### EXERCISE BRIEF:
Check each line of the data for "above", then give the number of lines that have it, without any other words.

### PROVIDED MATERIAL:
· · · · · · ·
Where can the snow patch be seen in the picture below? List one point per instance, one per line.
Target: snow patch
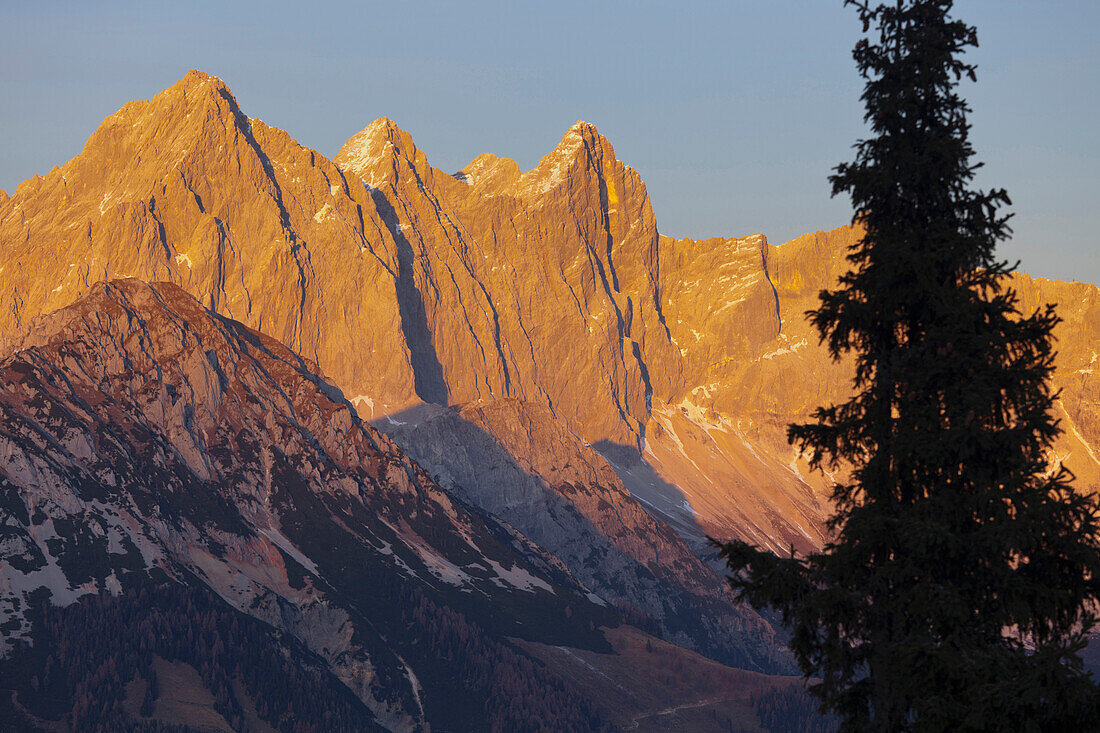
(517, 578)
(362, 398)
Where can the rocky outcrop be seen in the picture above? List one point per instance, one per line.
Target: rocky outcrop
(681, 361)
(142, 436)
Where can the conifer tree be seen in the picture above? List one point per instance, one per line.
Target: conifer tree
(961, 577)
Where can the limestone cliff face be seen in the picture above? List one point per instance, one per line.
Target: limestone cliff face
(185, 188)
(529, 284)
(143, 435)
(681, 361)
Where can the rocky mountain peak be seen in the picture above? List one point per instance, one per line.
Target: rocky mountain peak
· · · · · · ·
### RESPONSE TO THE EXERCISE:
4